EXERCISE AIM
Pick out every line in the records below that contains the string "mask" and copy those lines.

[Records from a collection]
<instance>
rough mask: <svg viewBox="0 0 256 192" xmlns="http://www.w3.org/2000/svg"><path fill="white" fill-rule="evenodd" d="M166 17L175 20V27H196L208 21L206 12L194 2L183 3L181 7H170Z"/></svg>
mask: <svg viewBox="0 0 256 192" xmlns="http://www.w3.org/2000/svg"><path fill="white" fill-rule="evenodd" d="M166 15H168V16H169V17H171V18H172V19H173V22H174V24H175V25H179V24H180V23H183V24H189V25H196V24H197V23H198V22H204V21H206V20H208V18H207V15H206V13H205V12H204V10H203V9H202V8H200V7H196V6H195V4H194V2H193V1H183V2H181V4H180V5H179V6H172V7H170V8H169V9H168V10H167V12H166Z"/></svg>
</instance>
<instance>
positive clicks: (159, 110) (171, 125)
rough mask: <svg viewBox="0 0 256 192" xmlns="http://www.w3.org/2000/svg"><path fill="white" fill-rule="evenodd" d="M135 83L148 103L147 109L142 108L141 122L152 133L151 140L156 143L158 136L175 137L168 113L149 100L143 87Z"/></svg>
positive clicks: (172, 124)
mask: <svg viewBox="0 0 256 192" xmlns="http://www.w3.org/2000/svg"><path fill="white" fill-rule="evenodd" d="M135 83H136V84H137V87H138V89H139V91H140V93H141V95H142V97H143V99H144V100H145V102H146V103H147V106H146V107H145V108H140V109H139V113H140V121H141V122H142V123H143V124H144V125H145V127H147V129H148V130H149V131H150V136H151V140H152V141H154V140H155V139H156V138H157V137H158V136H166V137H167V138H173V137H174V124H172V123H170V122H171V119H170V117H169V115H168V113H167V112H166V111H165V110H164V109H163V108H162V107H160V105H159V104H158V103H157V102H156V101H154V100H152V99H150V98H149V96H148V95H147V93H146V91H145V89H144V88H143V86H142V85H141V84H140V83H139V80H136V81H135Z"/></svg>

ANSWER BOX
rough mask: <svg viewBox="0 0 256 192" xmlns="http://www.w3.org/2000/svg"><path fill="white" fill-rule="evenodd" d="M166 17L175 20V27H196L208 21L206 12L194 2L183 3L181 7H170Z"/></svg>
mask: <svg viewBox="0 0 256 192" xmlns="http://www.w3.org/2000/svg"><path fill="white" fill-rule="evenodd" d="M166 15H168V16H169V17H171V18H172V19H173V22H174V24H175V25H179V24H180V23H183V24H189V25H196V24H197V23H198V22H204V21H206V20H208V18H207V15H206V13H205V12H204V10H203V9H202V8H200V7H196V6H195V4H194V2H193V1H183V2H181V4H180V5H179V6H172V7H170V8H169V9H168V10H167V12H166Z"/></svg>
rough mask: <svg viewBox="0 0 256 192" xmlns="http://www.w3.org/2000/svg"><path fill="white" fill-rule="evenodd" d="M135 83L148 103L147 109L142 108L141 122L152 133L151 140L156 143L158 136L175 137L168 113L149 100L143 87Z"/></svg>
mask: <svg viewBox="0 0 256 192" xmlns="http://www.w3.org/2000/svg"><path fill="white" fill-rule="evenodd" d="M135 83H136V84H137V87H138V89H139V91H140V93H141V95H142V97H143V99H144V100H145V102H146V103H147V106H146V107H145V108H140V109H139V113H140V121H141V122H142V123H143V124H144V125H145V127H147V129H148V130H149V131H150V136H151V140H152V141H154V140H155V139H156V138H157V137H158V136H166V137H167V138H173V137H174V124H172V123H170V122H171V119H170V117H169V115H168V113H167V112H166V111H165V110H164V109H163V108H162V107H160V105H159V104H158V103H157V102H156V101H154V100H152V99H150V98H149V96H148V95H147V93H146V91H145V89H144V88H143V86H142V85H141V84H140V83H139V80H136V81H135Z"/></svg>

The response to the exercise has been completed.